_Action item A_
Reproduce the passage of the Tesco potato article from "Key Takeaways" up to and including "worsening climate volatility.".
_Action item B_
List the crops that the Tesco potato article names as part of the trials' seven-year rotation.
_Action item C_
According to the Tesco potato article, how many two-kilo bags is the 520-tonne harvest estimated to yield?

_Selected extract_
::::::::

Key Takeaways
- Tesco is selling potatoes grown using low-carbon farming techniques.
- Trials include robotic tilling, low-emissions fertilizers, and nitrogen-capturing technology.
- Tesco absorbs financial risk via long-term contracts with suppliers.
- Data will be shared with other retailers and farming groups to encourage broader adoption.
- The program targets 2030 emissions benchmarks amid worsening climate volatility.
Tesco will soon place a modest crop of potatoes on its shelves that carry ambitious weight: they were grown on a low-carbon farming trial designed to reshape how British agriculture confronts the climate crisis.
The potatoes come from Langrick Farm in Lincolnshire, one of two “low-carbon concept” farms funded by Tesco as part of its supply chain decarbonization effort. Grown using a suite of climate-smart technologies—from robotic tilling to low-carbon fertilizers—the 520-tonne harvest will yield an estimated 260,000 two-kilo bags.
From Sustainability Goal to Market Test
Tesco launched the concept farm in January with a clear objective: test whether low-carbon farming can work at scale, and whether farmers can afford it.
“Technology exists,” said Ashwin Prasad, Tesco UK’s chief executive. “But we need to know which ones actually cut emissions—and which ones make sense on a farm budget.”
Among the innovations: R-Leaf, which transforms nitrogen oxide pollutants into nutrients; Omnia, a digital farm-mapping tool; and biomass heating, pollinator cover crops, and anaerobic digesters. Tesco’s trials span peas, wheat, broccoli and potatoes in a seven-year rotation aimed at boosting soil health and minimizing disease.
Low-Carbon Farming as Risk Management
The UK supermarket giant is underwriting these climate trials to remove one of the biggest barriers to change: financial risk. Tesco’s long-term contracts allow suppliers to adopt new methods without gambling their livelihoods.
“We’re not asking them to shoulder the risk alone,” said Prasad. “We’re betting with them.”
While no incentives for wide adoption have been announced, Tesco plans to share results via its sustainable farming groups before exploring commercial scale-up.
Collaboration Over Competition
Tesco is also pushing its network of suppliers to collaborate pre-competitively—a break from the typically guarded world of agriculture supply chains. The aim: to identify what works fast enough to influence the UK’s 2030 climate targets.
“This is about building a resilient food system,” Prasad said. “Not just for Tesco, but for the country.”
Pressure From Climate and Consumers
The trials come amid increasingly volatile British weather and looming regulatory benchmarks. By helping to de-risk low-carbon farming, Tesco hopes to accelerate adoption of practices that both reduce emissions and protect food security.
As Prasad noted, the stakes aren’t just environmental: “Consumers want sustainability, but not at exorbitant cost. We have to deliver both.”

::::::::

_Material provided_
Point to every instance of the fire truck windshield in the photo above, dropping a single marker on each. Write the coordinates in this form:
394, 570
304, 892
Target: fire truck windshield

::::::::

_Answer A_
Key Takeaways
- Tesco is selling potatoes grown using low-carbon farming techniques.
- Trials include robotic tilling, low-emissions fertilizers, and nitrogen-capturing technology.
- Tesco absorbs financial risk via long-term contracts with suppliers.
- Data will be shared with other retailers and farming groups to encourage broader adoption.
- The program targets 2030 emissions benchmarks amid worsening climate volatility.

_Answer B_
Peas, wheat, broccoli, potatoes

_Answer C_
An estimated 260,000 bags.